▶ **YOUR GOAL**
Reproduce the listing below word for word, with no pictures.

▶ **DATA SUPPLIED**
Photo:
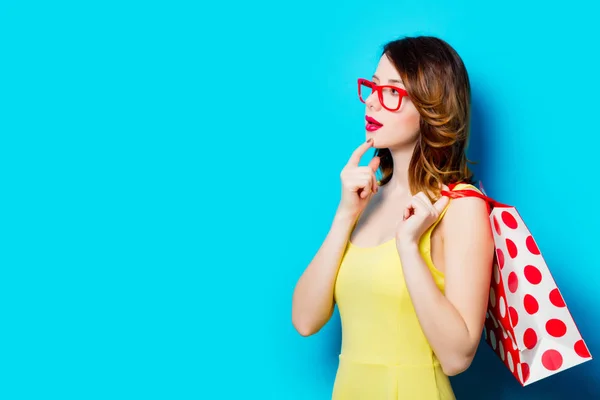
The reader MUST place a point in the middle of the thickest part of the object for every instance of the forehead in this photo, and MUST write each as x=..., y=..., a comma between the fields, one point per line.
x=386, y=70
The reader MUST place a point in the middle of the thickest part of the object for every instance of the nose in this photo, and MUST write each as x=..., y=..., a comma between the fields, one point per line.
x=372, y=102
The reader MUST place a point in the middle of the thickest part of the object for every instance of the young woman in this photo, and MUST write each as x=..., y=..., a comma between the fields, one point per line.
x=408, y=268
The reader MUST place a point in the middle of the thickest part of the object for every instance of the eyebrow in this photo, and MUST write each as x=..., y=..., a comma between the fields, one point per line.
x=390, y=80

▶ **EXERCISE SOLUTION**
Photo:
The reader MUST place a point in the middle of the thickest part of the object for every instance of the forehead in this photo, and MUST write each as x=..., y=..., a comma between the fields, one point per line.
x=386, y=70
The reader MUST place a point in the middle of the thickest part of the object for every instance of the nose in this photo, and MUST write each as x=..., y=..., a comma between the fields, one point per line.
x=372, y=102
The reader MUST place a point in the middle of the thickest part of the object for every instance of the young woman in this photo, and MUST write each as x=..., y=..., a comma between the fields, one point per line.
x=408, y=268
The reader MUST place a point in the middle of the thickest part of the object for every instance of the eyebrow in this photo, and MUST write each as x=..., y=..., a comma between the fields, one point per line.
x=390, y=80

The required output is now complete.